Natural-language object grounding data
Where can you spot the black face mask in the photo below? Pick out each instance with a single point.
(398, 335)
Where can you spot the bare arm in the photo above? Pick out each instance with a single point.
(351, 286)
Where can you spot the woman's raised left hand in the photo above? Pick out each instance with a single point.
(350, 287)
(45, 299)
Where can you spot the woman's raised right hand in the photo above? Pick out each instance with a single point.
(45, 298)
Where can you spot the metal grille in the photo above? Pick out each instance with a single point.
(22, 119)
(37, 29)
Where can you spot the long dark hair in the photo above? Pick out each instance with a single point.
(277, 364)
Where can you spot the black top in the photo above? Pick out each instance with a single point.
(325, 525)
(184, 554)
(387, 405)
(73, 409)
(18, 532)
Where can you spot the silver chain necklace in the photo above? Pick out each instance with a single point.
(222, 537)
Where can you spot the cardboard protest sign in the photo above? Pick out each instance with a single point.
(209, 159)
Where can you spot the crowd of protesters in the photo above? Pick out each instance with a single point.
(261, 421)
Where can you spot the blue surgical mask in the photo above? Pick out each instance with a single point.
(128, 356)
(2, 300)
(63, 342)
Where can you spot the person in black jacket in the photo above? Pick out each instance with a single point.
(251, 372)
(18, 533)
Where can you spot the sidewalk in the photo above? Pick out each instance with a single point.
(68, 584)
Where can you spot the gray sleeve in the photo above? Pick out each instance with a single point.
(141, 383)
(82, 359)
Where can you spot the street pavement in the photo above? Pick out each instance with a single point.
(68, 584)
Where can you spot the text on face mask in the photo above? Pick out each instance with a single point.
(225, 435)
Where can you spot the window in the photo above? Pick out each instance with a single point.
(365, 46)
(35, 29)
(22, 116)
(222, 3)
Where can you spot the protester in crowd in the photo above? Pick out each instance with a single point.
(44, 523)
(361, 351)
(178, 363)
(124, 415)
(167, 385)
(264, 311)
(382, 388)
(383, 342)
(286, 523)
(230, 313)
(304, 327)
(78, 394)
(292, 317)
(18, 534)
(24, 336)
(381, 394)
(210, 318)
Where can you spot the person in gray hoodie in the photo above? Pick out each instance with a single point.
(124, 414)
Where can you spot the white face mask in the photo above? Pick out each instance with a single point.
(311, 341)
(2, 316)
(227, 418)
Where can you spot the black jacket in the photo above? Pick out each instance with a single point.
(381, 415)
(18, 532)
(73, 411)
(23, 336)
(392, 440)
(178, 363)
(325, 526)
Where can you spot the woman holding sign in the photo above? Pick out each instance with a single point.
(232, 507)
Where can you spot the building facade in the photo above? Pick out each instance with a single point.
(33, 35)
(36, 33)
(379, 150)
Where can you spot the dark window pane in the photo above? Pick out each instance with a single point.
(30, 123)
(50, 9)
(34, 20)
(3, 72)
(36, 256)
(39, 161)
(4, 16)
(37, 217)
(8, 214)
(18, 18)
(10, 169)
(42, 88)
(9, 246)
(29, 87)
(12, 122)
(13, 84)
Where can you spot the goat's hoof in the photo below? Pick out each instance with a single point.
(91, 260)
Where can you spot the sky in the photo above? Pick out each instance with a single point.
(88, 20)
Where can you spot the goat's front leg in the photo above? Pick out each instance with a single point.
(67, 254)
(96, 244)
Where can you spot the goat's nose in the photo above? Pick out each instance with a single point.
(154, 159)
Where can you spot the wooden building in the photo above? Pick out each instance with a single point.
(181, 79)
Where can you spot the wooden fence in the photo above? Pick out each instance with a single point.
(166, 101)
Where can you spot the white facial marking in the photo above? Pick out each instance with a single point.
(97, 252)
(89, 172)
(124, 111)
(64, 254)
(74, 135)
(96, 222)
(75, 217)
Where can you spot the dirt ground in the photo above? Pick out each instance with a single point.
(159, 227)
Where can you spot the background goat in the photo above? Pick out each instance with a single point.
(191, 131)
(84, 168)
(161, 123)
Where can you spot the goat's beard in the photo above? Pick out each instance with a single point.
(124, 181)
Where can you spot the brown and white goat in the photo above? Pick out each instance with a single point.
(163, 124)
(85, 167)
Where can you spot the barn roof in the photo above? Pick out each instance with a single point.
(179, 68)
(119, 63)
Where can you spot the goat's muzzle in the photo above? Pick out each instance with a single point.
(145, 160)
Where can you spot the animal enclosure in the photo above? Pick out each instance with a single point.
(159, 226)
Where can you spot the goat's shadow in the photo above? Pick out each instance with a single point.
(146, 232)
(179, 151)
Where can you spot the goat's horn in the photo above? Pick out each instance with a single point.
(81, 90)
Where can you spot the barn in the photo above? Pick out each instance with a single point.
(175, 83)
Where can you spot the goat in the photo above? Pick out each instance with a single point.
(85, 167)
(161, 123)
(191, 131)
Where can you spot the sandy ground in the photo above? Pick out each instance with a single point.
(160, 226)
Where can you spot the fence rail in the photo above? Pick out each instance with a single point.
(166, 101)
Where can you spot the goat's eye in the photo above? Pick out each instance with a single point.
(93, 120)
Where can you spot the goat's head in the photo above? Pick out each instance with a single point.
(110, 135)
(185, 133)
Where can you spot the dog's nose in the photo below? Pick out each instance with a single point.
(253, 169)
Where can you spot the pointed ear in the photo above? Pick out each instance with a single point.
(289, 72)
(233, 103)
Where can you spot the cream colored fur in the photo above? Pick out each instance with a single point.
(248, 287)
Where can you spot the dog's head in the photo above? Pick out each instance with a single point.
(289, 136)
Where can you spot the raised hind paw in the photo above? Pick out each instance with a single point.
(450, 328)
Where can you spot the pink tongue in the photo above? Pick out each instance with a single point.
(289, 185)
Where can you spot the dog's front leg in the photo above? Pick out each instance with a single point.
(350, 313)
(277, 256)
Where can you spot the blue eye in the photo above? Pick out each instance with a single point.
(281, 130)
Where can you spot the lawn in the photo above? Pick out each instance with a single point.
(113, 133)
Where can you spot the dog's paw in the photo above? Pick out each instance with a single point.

WHAT IS NEEDED =
Restate every line of the data word for word.

OUTPUT FOR THIS TASK =
Where can you spot the black face mask in the photo below? Pick out each instance with a single point.
(398, 335)
Where can you spot the bare arm in the photo above? Pick out each instance with a single point.
(351, 286)
Where can you spot the woman's raised left hand in the photo above? Pick out each instance with a single point.
(350, 287)
(45, 299)
Where can you spot the woman's raised right hand in the photo above? Pick out each instance with a single point.
(45, 298)
Where can you spot the metal grille in the photo above? Pick out each instance with a single point.
(22, 119)
(37, 29)
Where can you spot the long dark hair in the photo above? Pick out each instance with a single point.
(277, 364)
Where can you spot the black top in the photo above? Pick out each instance with a single point.
(325, 525)
(184, 554)
(387, 405)
(73, 409)
(18, 532)
Where can you spot the silver chain necklace in the photo above? Pick out each instance with a single point.
(222, 537)
Where can you spot the cardboard protest sign in the photo above? Pick out each instance with a single point.
(209, 159)
Where can you spot the crowd of protesters in the photo above? Pick out each instance with a single point.
(261, 421)
Where can you spot the blue surgical mask in the photo above? Pick out each instance with a single point.
(128, 356)
(2, 300)
(63, 342)
Where can you spot the person in black jacket in the photo above? Pick out each instance with a single point.
(251, 372)
(18, 533)
Where can you spot the sidewalk in the photo above? Pick out each instance with a single point.
(68, 584)
Where can you spot the gray sleeve in the photo above? Pick out each instance with a single point.
(141, 383)
(82, 359)
Where can you spot the street pavement in the photo above? Pick out each instance with a single point.
(68, 584)
Where can you spot the text on face mask in the photo above? Pick out each instance with a single point.
(225, 435)
Where can you spot the window in the photo above? Pick out each instance with a single point.
(365, 46)
(35, 29)
(22, 116)
(222, 3)
Where can you spot the protester in crowd in the photo above? Pick out each instance with a single point.
(44, 523)
(361, 351)
(178, 363)
(124, 415)
(167, 385)
(264, 311)
(382, 388)
(383, 342)
(286, 523)
(230, 313)
(304, 327)
(78, 394)
(292, 317)
(18, 534)
(24, 336)
(381, 394)
(210, 318)
Where can you spot the person in gray hoodie in the photo above? Pick out each instance with a single point.
(124, 414)
Where can you spot the white face mask in the photo above? Pick out each instance with a single point.
(311, 341)
(2, 316)
(227, 418)
Where can you spot the black jacket in the photo above? Pick out each instance with a single point.
(381, 415)
(18, 532)
(73, 411)
(23, 336)
(392, 440)
(178, 363)
(325, 526)
Where can you spot the woman holding sign in the photo above? Pick out each instance with a single point.
(232, 507)
Where can you spot the building facade in the photo above? Pick out each instance with a single point.
(33, 35)
(36, 33)
(379, 150)
Where can you spot the dark window pane in the photo above? Pick out each instance with a single point.
(30, 123)
(50, 9)
(34, 20)
(3, 72)
(36, 256)
(39, 161)
(4, 16)
(37, 217)
(8, 214)
(18, 18)
(10, 169)
(42, 88)
(9, 246)
(29, 87)
(12, 122)
(13, 84)
Where can you spot the goat's hoof in the photo below? Pick out each instance with a single point.
(91, 260)
Where can you spot the sky in the photo above? Pick out each instance with a single point.
(88, 20)
Where can you spot the goat's front leg in the photo above? Pick out each instance with a single point.
(67, 254)
(96, 244)
Where can you spot the goat's nose in the photo above? Pick out each instance with a single point.
(154, 159)
Where can you spot the wooden building in the photo above? Pick out each instance with a single point.
(181, 79)
Where can you spot the wooden fence in the photo above? Pick out each instance with a single point.
(166, 101)
Where can you spot the white facial marking in the photo above? Pick out each instance with a single point.
(97, 252)
(89, 172)
(124, 111)
(64, 254)
(74, 135)
(96, 222)
(75, 217)
Where can you spot the dirt ground in the photo above? Pick out each instance with a single point.
(159, 227)
Where can you spot the background goat in the photo above? Pick out each instance with a single point.
(191, 131)
(84, 168)
(161, 123)
Where can you spot the goat's beard in the photo above? Pick out each instance with a single point.
(124, 181)
Where can you spot the brown and white goat in the photo above? Pick out each instance with a single point.
(163, 124)
(85, 167)
Where can you spot the barn roof in the photo above? Pick out each instance with a single point.
(179, 68)
(119, 63)
Where can you spot the goat's muzzle in the photo above? Pick out each instance with a single point.
(145, 160)
Where can you spot the animal enclosure in the photo above? Pick out each instance with a single point.
(159, 226)
Where can you spot the goat's shadow in the photo above? Pick out each instance with a single point.
(146, 232)
(179, 151)
Where can you spot the goat's horn in the photo above? Pick out each instance with a single point.
(81, 90)
Where can you spot the barn in the photo above? Pick out each instance with a single point.
(175, 83)
Where can you spot the goat in the photo above? Pick out each instance with a single point.
(85, 167)
(161, 123)
(191, 131)
Where can you spot the sandy ground in the photo above? Pick out each instance with a single point.
(160, 226)
Where can you spot the fence rail in the photo above? Pick out each instance with a single point.
(166, 101)
Where can you spot the goat's eye in the photo above? Pick out each instance with a single point.
(93, 120)
Where can you spot the goat's head in the photo above? Pick out each instance with a single point.
(110, 135)
(185, 133)
Where can you spot the dog's nose in the photo below? Pick out each instance with a single point.
(253, 169)
Where can you spot the pointed ear in the photo above? Pick out each instance with a single point.
(289, 72)
(233, 103)
Where can you spot the cream colored fur in the photo above? Pick out each instance with a single point.
(248, 287)
Where can you spot the dog's head in the photo above? Pick out each instance with a single point.
(289, 136)
Where can you spot the raised hind paw in the photo above? Pick out each instance with a single point.
(450, 328)
Where can you spot the pink tongue in the photo above? Pick out each instance with a single point.
(289, 185)
Where can you spot the dog's front leg in the photo above? Pick out each instance with a single point.
(350, 313)
(277, 256)
Where can you spot the blue eye in the photo above? Pick out each instance with a single point.
(281, 130)
Where can you spot the lawn in the photo above? Pick out each instance with a single point.
(113, 133)
Where can you spot the dog's paw in the photo above? Pick out each instance with a single point.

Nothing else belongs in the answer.